# Instructions to follow:
Each record below needs to be retyped exactly.

# Data entries:
┄┄┄┄┄┄┄┄┄┄┄┄┄┄┄┄┄┄┄┄
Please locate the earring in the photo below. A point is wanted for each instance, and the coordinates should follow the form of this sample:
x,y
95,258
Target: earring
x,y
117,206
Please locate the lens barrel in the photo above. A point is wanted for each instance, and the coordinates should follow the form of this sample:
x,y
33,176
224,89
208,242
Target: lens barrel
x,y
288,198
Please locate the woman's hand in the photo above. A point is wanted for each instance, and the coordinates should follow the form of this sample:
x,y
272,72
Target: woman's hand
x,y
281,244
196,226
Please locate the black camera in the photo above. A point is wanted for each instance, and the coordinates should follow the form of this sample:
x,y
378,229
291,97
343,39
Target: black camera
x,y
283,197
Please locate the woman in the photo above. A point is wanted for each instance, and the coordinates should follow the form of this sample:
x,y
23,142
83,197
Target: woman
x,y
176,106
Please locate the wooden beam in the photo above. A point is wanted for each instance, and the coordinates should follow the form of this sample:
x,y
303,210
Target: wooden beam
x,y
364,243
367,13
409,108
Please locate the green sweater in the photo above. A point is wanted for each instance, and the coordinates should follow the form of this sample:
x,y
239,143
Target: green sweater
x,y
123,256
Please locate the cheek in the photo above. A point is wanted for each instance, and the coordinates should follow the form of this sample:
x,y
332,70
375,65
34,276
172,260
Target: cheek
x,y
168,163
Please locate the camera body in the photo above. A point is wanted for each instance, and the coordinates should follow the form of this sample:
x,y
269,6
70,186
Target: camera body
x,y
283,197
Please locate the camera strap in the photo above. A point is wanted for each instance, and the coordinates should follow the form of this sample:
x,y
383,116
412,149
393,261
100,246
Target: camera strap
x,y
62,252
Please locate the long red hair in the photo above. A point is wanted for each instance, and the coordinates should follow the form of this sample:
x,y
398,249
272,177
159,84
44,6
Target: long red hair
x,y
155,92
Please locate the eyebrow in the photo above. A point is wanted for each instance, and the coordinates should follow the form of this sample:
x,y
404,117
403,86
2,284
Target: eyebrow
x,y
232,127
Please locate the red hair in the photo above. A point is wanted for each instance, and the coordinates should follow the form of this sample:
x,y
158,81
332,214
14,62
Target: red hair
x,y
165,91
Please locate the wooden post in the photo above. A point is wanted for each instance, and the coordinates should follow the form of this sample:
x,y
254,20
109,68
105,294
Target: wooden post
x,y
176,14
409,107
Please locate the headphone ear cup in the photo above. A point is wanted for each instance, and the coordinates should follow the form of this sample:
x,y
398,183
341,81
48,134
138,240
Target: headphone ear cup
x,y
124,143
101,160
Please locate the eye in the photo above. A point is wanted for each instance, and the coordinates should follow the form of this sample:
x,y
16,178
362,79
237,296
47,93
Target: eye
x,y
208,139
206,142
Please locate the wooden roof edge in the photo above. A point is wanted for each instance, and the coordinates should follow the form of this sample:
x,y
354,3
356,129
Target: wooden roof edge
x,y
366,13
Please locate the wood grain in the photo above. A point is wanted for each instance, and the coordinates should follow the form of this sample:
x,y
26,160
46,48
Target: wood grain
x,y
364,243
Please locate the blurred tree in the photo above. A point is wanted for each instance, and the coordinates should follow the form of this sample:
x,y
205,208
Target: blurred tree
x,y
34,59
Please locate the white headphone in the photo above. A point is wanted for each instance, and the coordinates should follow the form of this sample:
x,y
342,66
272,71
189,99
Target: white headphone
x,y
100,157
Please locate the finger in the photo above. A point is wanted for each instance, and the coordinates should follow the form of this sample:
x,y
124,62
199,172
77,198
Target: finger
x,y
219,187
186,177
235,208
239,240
┄┄┄┄┄┄┄┄┄┄┄┄┄┄┄┄┄┄┄┄
# Exercise answer:
Please locate the earring in the photo below. A point is wanted for each instance, and the coordinates should follow the form of this sample:
x,y
95,258
Target: earring
x,y
117,206
Please locate the lens barrel in the photo above. A point is wanted for each instance, and the coordinates should follow the form of this sample:
x,y
33,176
224,89
208,242
Target: lens barrel
x,y
288,198
Please locate the woman's hand in the photo above. A point is wanted for each instance, and the coordinates should follow the form of this sample:
x,y
272,72
Target: woman's hand
x,y
281,244
196,226
Please locate the black camera in the photo above. A point is wanted for each instance, and the coordinates should follow the form of this sample:
x,y
378,229
291,97
343,39
Target: black camera
x,y
283,197
Please locate the woman in the photo above. A point is wanted for each instance, and the coordinates should follow the form of this sample:
x,y
23,142
83,197
Target: woman
x,y
176,106
Please locate the wooden beam in the photo above. A point is wanted for each instance, and the coordinates should follow the form of this sample:
x,y
303,210
Target: wooden beam
x,y
364,243
367,13
409,108
Please locate the green sweater in the photo above. A point is wanted for each instance, and the coordinates should follow the form of this sample:
x,y
239,143
Target: green sweater
x,y
123,256
Please locate the cheek in the photo above. A point is wanted for each instance, and the coordinates should follow the form of this sample:
x,y
332,70
375,65
34,276
172,260
Target: cheek
x,y
168,163
Please locate the camera body in the photo above. A point is wanted for each instance, and the coordinates should follow the form of this sample:
x,y
269,6
70,186
Target: camera body
x,y
283,197
Please locate the camera strap in the photo above. A point is wanted for each instance, and the coordinates should follow the form of this sample:
x,y
383,116
412,149
393,261
100,246
Target: camera strap
x,y
62,252
Please locate the long red hair in the photo above. A point is wanted for each instance, and the coordinates should follow the form of this sample:
x,y
398,249
272,177
159,84
44,6
Target: long red hair
x,y
155,92
Please locate the eyebrow in the photo above. A point is wanted for each instance, and the coordinates should follow the form of this sample:
x,y
404,117
403,86
2,284
Target: eyebrow
x,y
232,127
Please locate the red hair in the photo above. A point is wanted for each instance, and the coordinates should follow the form of this sample:
x,y
158,81
332,214
14,62
Target: red hair
x,y
165,91
Please locate the wooden post in the photo above. A point is wanted for each instance, and the coordinates should follow the form of this sample:
x,y
254,20
109,68
105,294
Target: wooden post
x,y
176,14
409,107
Please locate the headphone ear cup in the photo above. A point is wanted for each instance, and the coordinates should follow the form of this sample:
x,y
398,183
341,81
48,134
138,240
Target: headphone ear cup
x,y
124,143
101,160
Please locate the eye in the photo above. A point is wanted for each instance, and the coordinates should follow the form of this sample:
x,y
16,178
362,79
237,296
47,93
Target: eye
x,y
208,139
206,142
Please locate the wooden roof edge in the photo above. A point is wanted for each instance, and the coordinates should follow the form of this sample:
x,y
354,3
356,129
Target: wooden roof edge
x,y
366,13
Please locate the wood grain in the photo above. A point is wanted for each instance, and the coordinates should follow the form of this sample:
x,y
26,160
46,48
Target: wood grain
x,y
364,243
Please locate the blurred tree in the photo above. A point is wanted for each instance, and the coordinates should follow the form of this sample:
x,y
205,208
Target: blurred tree
x,y
34,59
Please locate the white headphone in the photo above. A point is wanted for each instance, and the coordinates should follow the form of this sample:
x,y
342,66
272,71
189,99
Target: white headphone
x,y
100,157
Please locate the finger in the photo above. A point is wanted for each instance, and the coordinates should follow the form of this sample:
x,y
124,62
199,172
77,198
Target: finger
x,y
219,187
186,177
235,208
239,240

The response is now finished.